── Provided data ──
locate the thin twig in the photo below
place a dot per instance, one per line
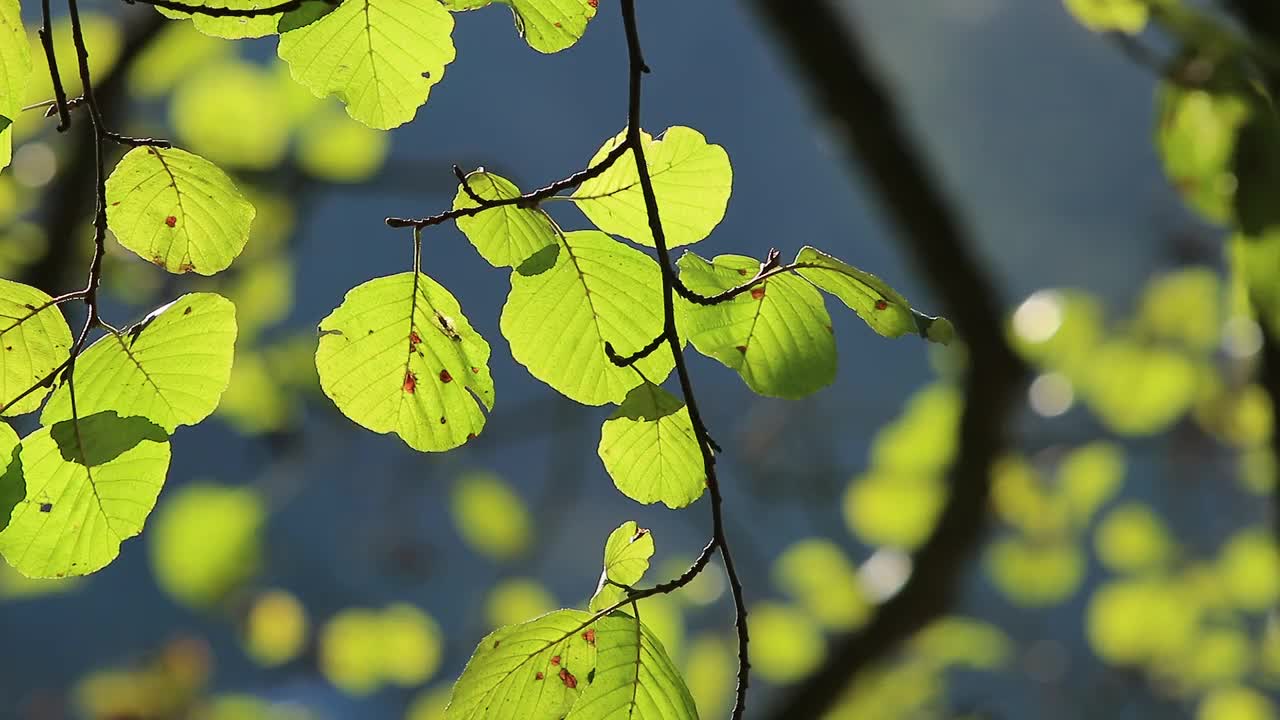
(526, 200)
(634, 140)
(46, 41)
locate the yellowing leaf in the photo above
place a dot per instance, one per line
(490, 516)
(691, 180)
(530, 671)
(882, 308)
(1110, 16)
(626, 560)
(504, 236)
(379, 57)
(398, 356)
(777, 336)
(206, 542)
(571, 299)
(177, 210)
(172, 368)
(91, 484)
(33, 340)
───
◆ Given problem ◆
Copy out every item above verbatim, omitting the pictures.

◆ Complete response ◆
locate the thin twig in the photo below
place a dot per instance, one per line
(526, 200)
(634, 140)
(46, 41)
locate the yellowing leaf in the photo above
place a dot per instance, one per line
(490, 516)
(691, 180)
(530, 671)
(882, 308)
(1110, 16)
(626, 560)
(504, 236)
(379, 57)
(398, 356)
(777, 336)
(206, 542)
(571, 299)
(177, 210)
(172, 368)
(91, 484)
(33, 340)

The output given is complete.